_Assignment_
In the piece below on hidden messages in what parents say to children, list the words the writer says fall under the logical fallacy of hasty generalization.
START Selected excerpt
I pondered the hidden messages that children may hear in or between our words. Communication is a two person activity. It is not only the intention of the speaker that matters. Interpersonal communication requies listeners to interpret the message. I have contemplated the benign words we use that unintentionally impact children. I came up with three types I wish to explore.

Unsaid Statements

Sometimes, we communicate positions and expectations to our children without even knowing. Most often these unsaid statements are due to defaulting to assuming the status quo. Contemplate the following example:

A young man embarking upon high school is nervous about dating. His parents tell him that he is a smart and handsome young man and any girl would be lucky to date him.

If the young man in question is gay then our affirming statement may create the wrong impression. He may now assume that his parents demand heterosexual behavior from him. The young man may feel rejection of who he is. Instead, his parents intended their words to be supportive of his likability.

This is tough because the parents may not have a problem with whom their son chooses to love. They may not expect him to default to a status quo relationship. But, he know assumes that; unnecessarily so. Language conventions need words have specific meanings which distinguish them from other words.

As my son has reached high school, I have tried to work outside of the status quo. When he has felt bad about himself, I remind him that any person would be lucky to date him. I have said, “once you meet a boy or girl you like.”

To which he replied, “oh mama.”

“I want to make sure you understand that who you like will not impact how much I like you.” I said and walked away.

Blanket Statements

Blanket statements, overgeneralization, stereotypes. All these words fall under the logical fallacy known as hasty generalizations. Hasty generalizations are statements without adequate supporting evidence. Hasty generalizations illicit assumption, stereotyping, unwarranted conclusion, overstatement, or exaggeration. I know all this because I took too many philosophy classes in college. And yet.. I find myself committing the fallacy of hasty generalization with my own child. Like, always. (see what I did there?)

When I make blanket statements to my son they usually have to do with house chores and begin like “You Never…” or “You always forget….”

It may feel like he never does X or always forgets to do Y. Those all or nothing words serve to undermine the impact of the message. Even if there were truth to such a statements, how does stating that truth help you get the result you want? I posit that it does not.

Young people justify actions when situations seem hopeless. And negative thinking can lead to future negative actions. Thus, we must prove that for every problem there is a solution.

“She never notices when I do things right anyway.”
END Selected excerpt
START The data
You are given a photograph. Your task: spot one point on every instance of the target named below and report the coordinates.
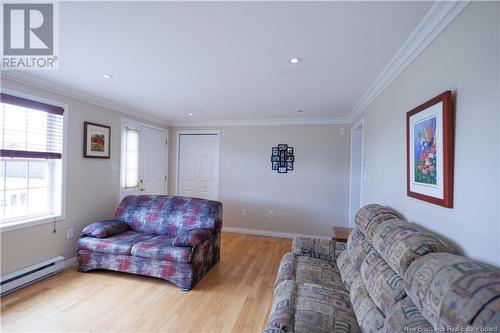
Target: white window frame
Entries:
(20, 223)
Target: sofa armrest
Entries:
(318, 248)
(105, 228)
(193, 237)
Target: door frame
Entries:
(138, 124)
(360, 123)
(178, 151)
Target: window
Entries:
(31, 145)
(131, 158)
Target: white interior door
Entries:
(198, 173)
(356, 172)
(144, 160)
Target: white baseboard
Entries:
(72, 262)
(269, 233)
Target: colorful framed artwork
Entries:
(96, 140)
(429, 151)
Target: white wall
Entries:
(308, 200)
(92, 187)
(464, 58)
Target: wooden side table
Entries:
(340, 234)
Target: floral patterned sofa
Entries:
(391, 276)
(169, 237)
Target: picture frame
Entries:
(96, 140)
(282, 170)
(430, 150)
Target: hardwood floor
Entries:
(235, 296)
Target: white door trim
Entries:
(177, 154)
(137, 124)
(360, 123)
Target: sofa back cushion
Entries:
(370, 216)
(452, 290)
(169, 215)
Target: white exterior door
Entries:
(198, 173)
(146, 160)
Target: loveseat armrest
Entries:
(193, 237)
(106, 228)
(318, 248)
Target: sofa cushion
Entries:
(105, 228)
(358, 248)
(400, 243)
(346, 269)
(405, 317)
(369, 316)
(322, 309)
(192, 237)
(384, 285)
(312, 270)
(169, 215)
(317, 248)
(281, 318)
(118, 244)
(370, 216)
(287, 268)
(160, 248)
(451, 290)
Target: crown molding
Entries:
(53, 87)
(434, 22)
(264, 122)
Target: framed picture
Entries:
(429, 151)
(96, 140)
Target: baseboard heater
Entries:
(31, 274)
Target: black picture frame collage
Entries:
(282, 158)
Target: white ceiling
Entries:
(229, 60)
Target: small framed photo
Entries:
(96, 140)
(429, 151)
(282, 170)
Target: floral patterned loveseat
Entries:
(169, 237)
(392, 276)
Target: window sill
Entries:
(10, 226)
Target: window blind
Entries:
(30, 129)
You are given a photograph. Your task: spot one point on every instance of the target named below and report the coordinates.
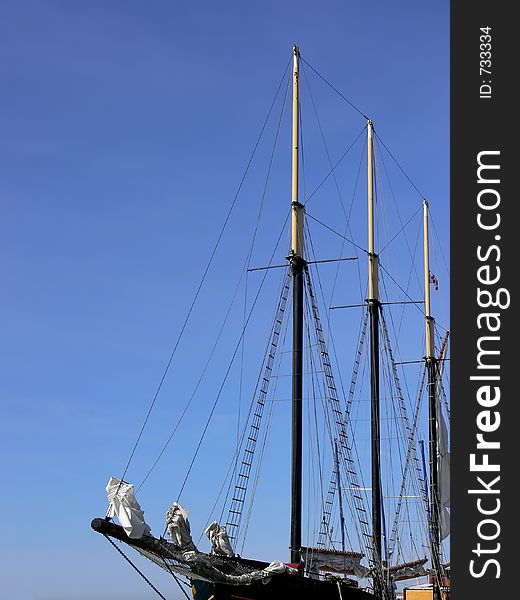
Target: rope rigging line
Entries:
(336, 164)
(263, 445)
(400, 167)
(204, 275)
(333, 173)
(335, 89)
(135, 567)
(244, 473)
(355, 501)
(336, 233)
(225, 378)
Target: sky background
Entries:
(125, 127)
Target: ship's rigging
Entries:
(357, 531)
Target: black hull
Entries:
(280, 587)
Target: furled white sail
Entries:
(219, 539)
(122, 503)
(333, 561)
(179, 527)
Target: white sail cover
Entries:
(179, 527)
(317, 560)
(122, 503)
(219, 539)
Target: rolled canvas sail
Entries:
(122, 503)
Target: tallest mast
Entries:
(297, 265)
(373, 309)
(431, 366)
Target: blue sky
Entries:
(125, 127)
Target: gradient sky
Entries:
(125, 127)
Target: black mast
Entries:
(297, 266)
(373, 309)
(431, 366)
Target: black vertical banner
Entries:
(485, 432)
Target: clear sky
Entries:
(125, 127)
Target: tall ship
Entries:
(368, 450)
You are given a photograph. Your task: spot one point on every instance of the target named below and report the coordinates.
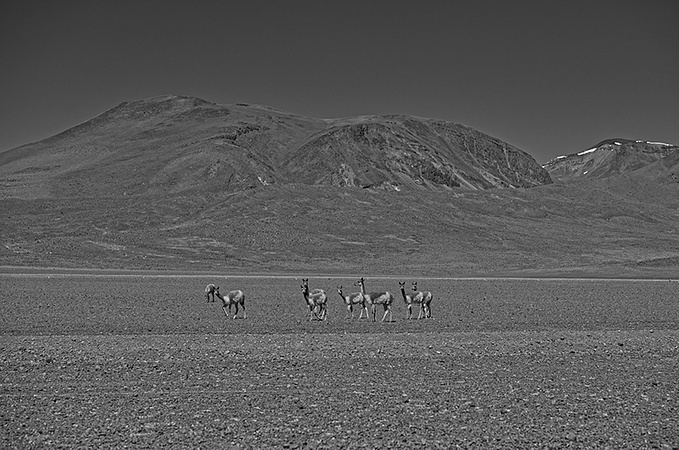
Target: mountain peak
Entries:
(608, 158)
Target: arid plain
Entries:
(141, 360)
(564, 333)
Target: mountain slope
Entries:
(183, 184)
(608, 158)
(173, 144)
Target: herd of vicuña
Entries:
(317, 301)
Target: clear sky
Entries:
(550, 77)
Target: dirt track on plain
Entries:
(145, 362)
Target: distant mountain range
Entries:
(608, 158)
(181, 183)
(172, 144)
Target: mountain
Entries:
(608, 158)
(172, 144)
(179, 183)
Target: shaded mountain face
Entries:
(170, 145)
(611, 157)
(180, 183)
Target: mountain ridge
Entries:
(177, 183)
(183, 143)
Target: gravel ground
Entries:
(503, 364)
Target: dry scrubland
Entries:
(115, 361)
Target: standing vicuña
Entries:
(355, 298)
(409, 300)
(233, 298)
(377, 298)
(210, 290)
(424, 298)
(315, 299)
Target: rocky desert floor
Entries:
(143, 361)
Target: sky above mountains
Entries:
(549, 77)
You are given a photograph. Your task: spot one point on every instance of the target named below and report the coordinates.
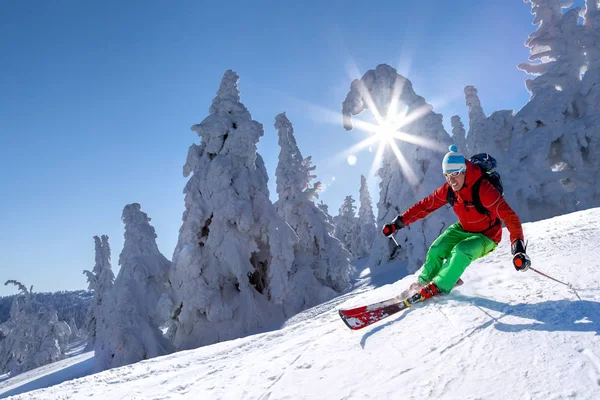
END The data
_Solution for this problem_
Blanket statements, overgeneralization, stereotypes